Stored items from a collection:
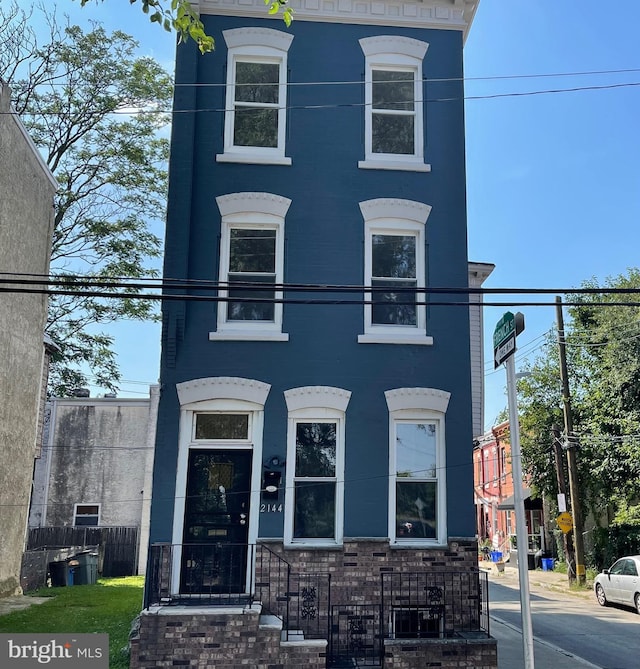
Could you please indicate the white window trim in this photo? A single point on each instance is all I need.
(394, 216)
(218, 394)
(315, 404)
(75, 513)
(393, 52)
(252, 210)
(255, 45)
(415, 405)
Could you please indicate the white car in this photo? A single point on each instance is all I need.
(620, 584)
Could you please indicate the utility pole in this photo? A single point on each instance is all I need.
(576, 509)
(562, 490)
(504, 348)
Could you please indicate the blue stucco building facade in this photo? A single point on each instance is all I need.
(315, 383)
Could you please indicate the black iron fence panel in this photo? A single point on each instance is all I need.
(199, 574)
(434, 604)
(117, 546)
(355, 635)
(310, 605)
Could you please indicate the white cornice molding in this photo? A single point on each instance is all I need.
(395, 44)
(431, 399)
(313, 397)
(442, 14)
(386, 207)
(250, 36)
(263, 203)
(222, 387)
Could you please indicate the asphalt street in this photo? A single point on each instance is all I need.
(570, 629)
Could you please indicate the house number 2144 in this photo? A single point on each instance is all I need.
(271, 508)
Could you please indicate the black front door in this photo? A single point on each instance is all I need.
(216, 522)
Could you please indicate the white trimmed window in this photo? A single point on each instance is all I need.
(86, 515)
(314, 508)
(251, 266)
(394, 109)
(395, 268)
(256, 97)
(417, 465)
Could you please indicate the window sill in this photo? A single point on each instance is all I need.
(252, 158)
(301, 545)
(399, 338)
(402, 165)
(425, 543)
(248, 335)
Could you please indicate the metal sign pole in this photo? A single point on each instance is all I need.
(521, 525)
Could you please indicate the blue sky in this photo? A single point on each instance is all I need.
(553, 179)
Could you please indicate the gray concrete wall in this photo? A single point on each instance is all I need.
(97, 451)
(26, 226)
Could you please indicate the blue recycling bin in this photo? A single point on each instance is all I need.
(547, 564)
(85, 568)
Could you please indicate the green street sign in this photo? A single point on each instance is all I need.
(504, 337)
(504, 329)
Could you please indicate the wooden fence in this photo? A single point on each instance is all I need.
(117, 546)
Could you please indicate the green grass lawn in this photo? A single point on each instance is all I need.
(108, 607)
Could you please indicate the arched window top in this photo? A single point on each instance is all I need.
(308, 397)
(393, 44)
(394, 208)
(427, 399)
(257, 37)
(254, 202)
(223, 387)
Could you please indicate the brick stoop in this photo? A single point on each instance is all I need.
(224, 637)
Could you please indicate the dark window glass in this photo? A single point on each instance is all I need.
(416, 510)
(256, 104)
(315, 510)
(222, 426)
(393, 90)
(257, 82)
(252, 260)
(256, 127)
(393, 113)
(392, 134)
(87, 515)
(394, 266)
(315, 449)
(416, 450)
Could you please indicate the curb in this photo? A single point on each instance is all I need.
(547, 644)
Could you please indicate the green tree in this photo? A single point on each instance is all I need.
(603, 358)
(180, 16)
(95, 111)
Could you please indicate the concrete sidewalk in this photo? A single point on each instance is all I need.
(509, 637)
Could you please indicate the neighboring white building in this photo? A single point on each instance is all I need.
(27, 189)
(96, 465)
(478, 273)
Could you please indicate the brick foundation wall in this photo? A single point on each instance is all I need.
(356, 567)
(234, 638)
(449, 653)
(226, 639)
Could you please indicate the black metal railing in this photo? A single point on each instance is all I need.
(428, 604)
(355, 639)
(433, 604)
(228, 574)
(204, 574)
(301, 601)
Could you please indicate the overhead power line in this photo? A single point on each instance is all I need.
(222, 110)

Exercise goal → Extract exactly the lines between the line containing "Could you please indicate the green street" and the end of the data, including both.

Solution to the problem →
Could you please indicate the green street sign in this photo? A single point on each instance is all I need.
(504, 337)
(504, 329)
Could you please indicate the wooden fence in this photo? A single point on each instance is all I need.
(117, 546)
Could you please indicate the green grass lawn in this photo? A single point on each instance is all I need.
(108, 607)
Could you please indicate the arched window top in this photo? A single point on each instance is all I need.
(308, 397)
(393, 44)
(394, 208)
(427, 399)
(257, 37)
(254, 202)
(223, 387)
Could you please indicate the brick stoop in this photo? A single point on each instance is all I need.
(224, 637)
Could you please indicate the dark window glass in this photo? A single point on each instance is all I need.
(416, 510)
(256, 104)
(315, 510)
(222, 426)
(393, 90)
(257, 82)
(252, 260)
(256, 127)
(393, 113)
(392, 134)
(87, 515)
(394, 266)
(315, 449)
(416, 450)
Could you please indicate the curb in this photo? A single point on each instance is all I need.
(547, 644)
Could you please indicate the green tree in this photo? A single point on each instance is all I need.
(603, 358)
(180, 16)
(95, 111)
Could you please indicate the concrete sidewalk in this photo? A single point on each instance is all I need.
(509, 637)
Could you please indicate the neighboring white building in this photo? A single point on each instance is all I need.
(27, 189)
(96, 465)
(478, 273)
Could you please indicate the brick foundation wall in this photo? A single point on each instance is all I need.
(356, 567)
(234, 638)
(449, 653)
(226, 639)
Could you please indicate the black metal railing in this photo? A single point on each instance is all I need.
(428, 604)
(355, 639)
(433, 604)
(228, 574)
(204, 574)
(301, 601)
Could you please indicate the overhead power line in this photo? A single point on each instance is all I need.
(222, 110)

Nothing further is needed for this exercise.